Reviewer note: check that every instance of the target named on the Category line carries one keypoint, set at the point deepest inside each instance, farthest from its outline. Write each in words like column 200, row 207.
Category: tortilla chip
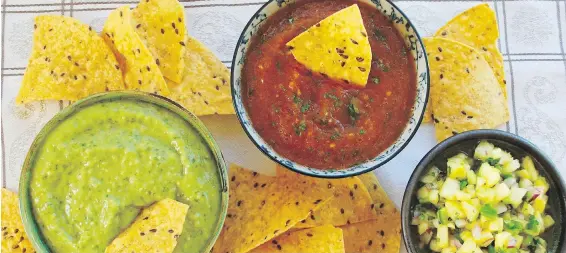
column 382, row 202
column 427, row 117
column 325, row 238
column 14, row 238
column 337, row 47
column 68, row 61
column 477, row 28
column 262, row 207
column 351, row 203
column 464, row 91
column 161, row 26
column 205, row 88
column 137, row 63
column 382, row 235
column 156, row 229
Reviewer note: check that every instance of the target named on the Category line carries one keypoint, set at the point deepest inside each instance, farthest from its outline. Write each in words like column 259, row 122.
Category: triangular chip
column 156, row 229
column 327, row 239
column 139, row 67
column 477, row 28
column 465, row 93
column 382, row 235
column 14, row 238
column 68, row 61
column 351, row 203
column 381, row 202
column 161, row 26
column 262, row 207
column 337, row 47
column 205, row 88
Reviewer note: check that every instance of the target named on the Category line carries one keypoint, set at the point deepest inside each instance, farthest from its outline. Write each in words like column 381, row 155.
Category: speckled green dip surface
column 97, row 169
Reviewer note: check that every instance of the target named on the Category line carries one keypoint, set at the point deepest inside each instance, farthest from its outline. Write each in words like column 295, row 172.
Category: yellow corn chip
column 327, row 239
column 262, row 207
column 14, row 238
column 337, row 47
column 382, row 235
column 351, row 203
column 137, row 63
column 381, row 202
column 205, row 88
column 161, row 26
column 428, row 112
column 156, row 229
column 68, row 61
column 477, row 28
column 465, row 93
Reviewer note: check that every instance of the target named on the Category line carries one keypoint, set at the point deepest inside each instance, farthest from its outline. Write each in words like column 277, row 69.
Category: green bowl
column 30, row 225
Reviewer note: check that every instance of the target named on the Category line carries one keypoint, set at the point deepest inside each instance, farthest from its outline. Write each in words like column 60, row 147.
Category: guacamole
column 97, row 169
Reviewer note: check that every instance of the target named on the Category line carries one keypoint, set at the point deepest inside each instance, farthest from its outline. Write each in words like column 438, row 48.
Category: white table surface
column 532, row 40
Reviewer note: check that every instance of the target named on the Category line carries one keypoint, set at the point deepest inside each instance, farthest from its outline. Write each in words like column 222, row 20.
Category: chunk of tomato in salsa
column 316, row 121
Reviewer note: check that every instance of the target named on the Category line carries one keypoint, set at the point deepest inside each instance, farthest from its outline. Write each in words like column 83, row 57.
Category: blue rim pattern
column 414, row 44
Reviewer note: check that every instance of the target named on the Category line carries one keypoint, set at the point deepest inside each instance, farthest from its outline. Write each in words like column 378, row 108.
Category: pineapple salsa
column 492, row 203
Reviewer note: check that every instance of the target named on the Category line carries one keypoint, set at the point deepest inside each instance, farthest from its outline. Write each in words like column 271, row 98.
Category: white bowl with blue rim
column 413, row 42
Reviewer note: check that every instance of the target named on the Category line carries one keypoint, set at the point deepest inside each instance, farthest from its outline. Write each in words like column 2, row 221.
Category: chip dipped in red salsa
column 317, row 121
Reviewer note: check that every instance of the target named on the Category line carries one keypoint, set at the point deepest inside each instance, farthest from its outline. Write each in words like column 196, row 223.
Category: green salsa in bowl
column 97, row 163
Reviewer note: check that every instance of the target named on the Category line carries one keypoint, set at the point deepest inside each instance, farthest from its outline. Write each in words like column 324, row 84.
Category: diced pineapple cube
column 510, row 166
column 454, row 209
column 463, row 196
column 485, row 195
column 480, row 182
column 468, row 247
column 423, row 227
column 523, row 174
column 466, row 235
column 458, row 166
column 496, row 225
column 485, row 239
column 423, row 194
column 483, row 150
column 527, row 209
column 472, row 177
column 502, row 191
column 529, row 166
column 470, row 210
column 548, row 221
column 490, row 174
column 434, row 246
column 502, row 240
column 516, row 196
column 431, row 175
column 542, row 184
column 451, row 225
column 449, row 250
column 433, row 197
column 525, row 183
column 450, row 188
column 442, row 235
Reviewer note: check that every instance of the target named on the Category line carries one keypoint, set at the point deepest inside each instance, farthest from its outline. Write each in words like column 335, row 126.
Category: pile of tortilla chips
column 294, row 213
column 144, row 49
column 14, row 238
column 467, row 78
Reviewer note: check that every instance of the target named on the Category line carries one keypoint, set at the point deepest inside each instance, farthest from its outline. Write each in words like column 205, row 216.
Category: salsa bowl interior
column 466, row 143
column 414, row 46
column 26, row 210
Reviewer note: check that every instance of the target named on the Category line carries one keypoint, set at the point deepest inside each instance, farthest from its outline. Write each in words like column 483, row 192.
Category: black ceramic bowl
column 466, row 142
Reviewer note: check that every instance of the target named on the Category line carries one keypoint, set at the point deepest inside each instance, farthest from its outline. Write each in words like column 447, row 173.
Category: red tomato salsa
column 316, row 121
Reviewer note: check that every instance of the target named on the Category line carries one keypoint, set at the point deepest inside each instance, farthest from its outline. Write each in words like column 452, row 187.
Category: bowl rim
column 31, row 227
column 494, row 134
column 327, row 174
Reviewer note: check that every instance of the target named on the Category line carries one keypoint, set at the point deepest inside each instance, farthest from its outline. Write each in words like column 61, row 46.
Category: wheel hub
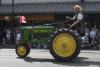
column 64, row 45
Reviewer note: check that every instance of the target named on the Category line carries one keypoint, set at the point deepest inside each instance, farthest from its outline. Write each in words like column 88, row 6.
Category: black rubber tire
column 77, row 50
column 27, row 50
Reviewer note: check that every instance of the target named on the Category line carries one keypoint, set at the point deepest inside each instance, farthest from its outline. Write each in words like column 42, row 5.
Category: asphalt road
column 42, row 58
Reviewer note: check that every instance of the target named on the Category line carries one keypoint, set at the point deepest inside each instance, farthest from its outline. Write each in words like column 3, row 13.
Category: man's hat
column 77, row 6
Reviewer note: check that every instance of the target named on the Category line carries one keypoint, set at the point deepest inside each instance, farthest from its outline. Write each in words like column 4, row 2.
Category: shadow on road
column 79, row 61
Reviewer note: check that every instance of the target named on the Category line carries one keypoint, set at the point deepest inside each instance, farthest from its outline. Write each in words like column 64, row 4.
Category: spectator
column 93, row 33
column 18, row 36
column 8, row 35
column 87, row 32
column 92, row 38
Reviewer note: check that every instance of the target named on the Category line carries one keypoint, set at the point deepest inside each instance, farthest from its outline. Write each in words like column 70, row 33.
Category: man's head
column 77, row 8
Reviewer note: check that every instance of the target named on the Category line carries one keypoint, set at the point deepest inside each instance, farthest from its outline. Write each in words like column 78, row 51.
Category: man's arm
column 75, row 23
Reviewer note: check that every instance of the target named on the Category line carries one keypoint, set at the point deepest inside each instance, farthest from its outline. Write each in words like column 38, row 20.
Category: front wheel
column 22, row 50
column 64, row 45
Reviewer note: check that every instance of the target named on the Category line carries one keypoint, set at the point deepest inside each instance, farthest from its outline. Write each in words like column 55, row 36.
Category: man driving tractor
column 78, row 19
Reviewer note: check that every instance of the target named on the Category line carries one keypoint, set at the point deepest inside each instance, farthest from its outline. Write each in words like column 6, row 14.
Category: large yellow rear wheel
column 64, row 45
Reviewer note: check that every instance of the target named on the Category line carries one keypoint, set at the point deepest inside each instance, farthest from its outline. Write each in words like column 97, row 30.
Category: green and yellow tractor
column 64, row 44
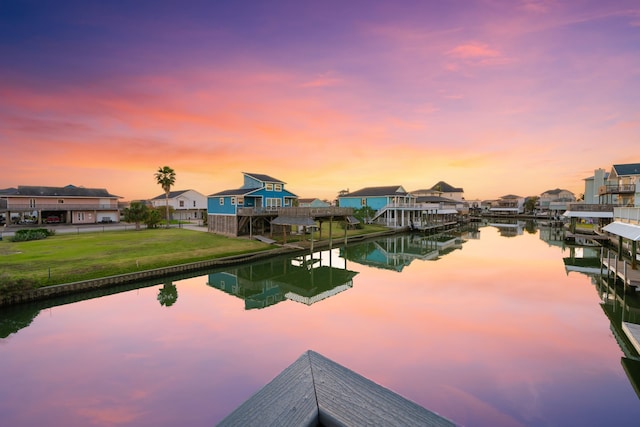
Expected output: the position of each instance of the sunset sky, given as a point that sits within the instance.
(496, 97)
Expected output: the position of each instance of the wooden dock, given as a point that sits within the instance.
(623, 270)
(317, 391)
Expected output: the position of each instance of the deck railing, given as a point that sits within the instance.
(627, 214)
(62, 207)
(590, 207)
(296, 211)
(616, 189)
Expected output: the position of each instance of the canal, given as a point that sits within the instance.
(502, 325)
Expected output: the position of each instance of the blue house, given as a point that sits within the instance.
(237, 211)
(375, 197)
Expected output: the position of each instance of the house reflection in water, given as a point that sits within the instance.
(398, 251)
(618, 305)
(305, 278)
(509, 227)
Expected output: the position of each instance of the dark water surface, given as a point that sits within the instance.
(491, 329)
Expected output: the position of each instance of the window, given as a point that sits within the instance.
(272, 203)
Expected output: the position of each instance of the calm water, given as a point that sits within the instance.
(493, 329)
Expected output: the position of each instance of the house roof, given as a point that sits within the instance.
(446, 188)
(67, 191)
(556, 191)
(434, 199)
(628, 169)
(263, 178)
(392, 190)
(172, 194)
(234, 192)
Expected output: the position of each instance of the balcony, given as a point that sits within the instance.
(630, 215)
(595, 207)
(616, 189)
(296, 211)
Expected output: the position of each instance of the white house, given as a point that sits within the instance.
(186, 204)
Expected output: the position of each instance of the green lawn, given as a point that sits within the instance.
(68, 258)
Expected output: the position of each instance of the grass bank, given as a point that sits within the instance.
(66, 258)
(74, 257)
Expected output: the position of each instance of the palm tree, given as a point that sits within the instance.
(136, 213)
(166, 177)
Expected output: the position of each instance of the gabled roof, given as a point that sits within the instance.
(235, 192)
(628, 169)
(446, 188)
(392, 190)
(172, 194)
(264, 178)
(8, 191)
(434, 199)
(556, 191)
(68, 191)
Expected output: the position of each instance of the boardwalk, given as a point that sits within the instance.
(623, 270)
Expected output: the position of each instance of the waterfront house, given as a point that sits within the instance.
(393, 205)
(622, 189)
(609, 196)
(186, 204)
(58, 205)
(236, 211)
(312, 203)
(442, 189)
(556, 201)
(508, 205)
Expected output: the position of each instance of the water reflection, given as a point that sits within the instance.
(497, 331)
(398, 251)
(302, 278)
(618, 302)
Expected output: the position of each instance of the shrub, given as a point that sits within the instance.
(12, 287)
(35, 234)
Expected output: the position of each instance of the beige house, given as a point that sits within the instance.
(58, 205)
(557, 200)
(187, 204)
(442, 189)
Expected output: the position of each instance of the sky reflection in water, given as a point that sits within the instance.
(492, 333)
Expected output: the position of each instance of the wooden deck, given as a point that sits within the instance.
(632, 331)
(317, 391)
(623, 270)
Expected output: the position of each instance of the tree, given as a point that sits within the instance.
(166, 177)
(530, 204)
(153, 218)
(168, 295)
(137, 212)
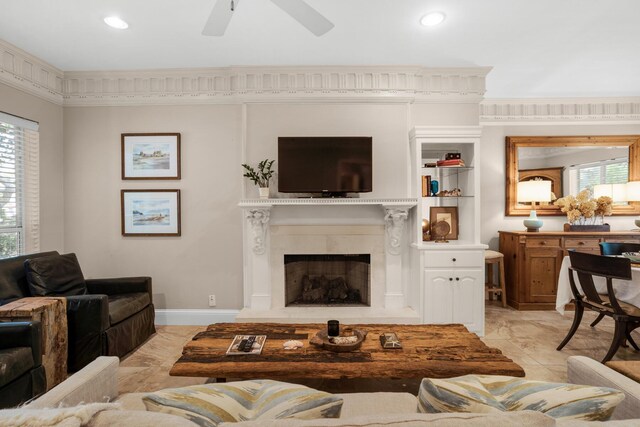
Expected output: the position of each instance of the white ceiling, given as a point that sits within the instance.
(538, 48)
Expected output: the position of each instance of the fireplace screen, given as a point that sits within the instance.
(327, 279)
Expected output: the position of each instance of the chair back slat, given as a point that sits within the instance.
(588, 287)
(618, 248)
(598, 265)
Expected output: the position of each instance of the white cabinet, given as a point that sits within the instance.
(452, 273)
(454, 295)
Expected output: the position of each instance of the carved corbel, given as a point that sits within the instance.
(394, 220)
(259, 223)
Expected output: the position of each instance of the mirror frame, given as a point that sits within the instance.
(511, 151)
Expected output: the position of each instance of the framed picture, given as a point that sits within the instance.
(150, 212)
(150, 156)
(448, 214)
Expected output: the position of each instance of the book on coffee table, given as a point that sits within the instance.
(246, 344)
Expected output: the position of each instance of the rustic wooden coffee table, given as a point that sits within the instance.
(434, 351)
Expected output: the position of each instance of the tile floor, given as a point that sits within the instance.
(527, 337)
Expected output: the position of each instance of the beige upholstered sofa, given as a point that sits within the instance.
(97, 382)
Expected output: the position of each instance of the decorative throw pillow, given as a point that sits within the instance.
(212, 404)
(488, 393)
(55, 275)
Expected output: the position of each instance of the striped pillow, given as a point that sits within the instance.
(211, 404)
(488, 393)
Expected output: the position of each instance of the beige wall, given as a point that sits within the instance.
(492, 167)
(49, 116)
(207, 258)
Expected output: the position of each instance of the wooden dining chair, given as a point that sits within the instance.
(618, 248)
(626, 316)
(615, 248)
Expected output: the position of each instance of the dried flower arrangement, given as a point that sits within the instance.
(584, 210)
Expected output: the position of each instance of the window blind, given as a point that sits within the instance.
(19, 186)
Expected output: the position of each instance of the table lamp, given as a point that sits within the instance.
(633, 194)
(533, 192)
(617, 192)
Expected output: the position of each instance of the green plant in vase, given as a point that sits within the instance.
(260, 177)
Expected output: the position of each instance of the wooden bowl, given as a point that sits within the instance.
(321, 340)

TASK OBJECTIVE: Write out again the stretch from the line containing "Expected output: the position of each instance of the table" through the end of the records, keeping the requests, and multiply every coordinate in the answers by 1.2, rounding to whole numbers with halves going up.

WORKED ANSWER:
Expected output: the position of each instance of the table lamp, given as a point that sits within the instance.
(760, 233)
(640, 230)
(740, 230)
Expected output: the position of each instance of the green plant in vase, given as a point that sits within the instance.
(312, 212)
Expected output: the position of each instance of the wooden bowl, given as a point that sits within the instance.
(385, 408)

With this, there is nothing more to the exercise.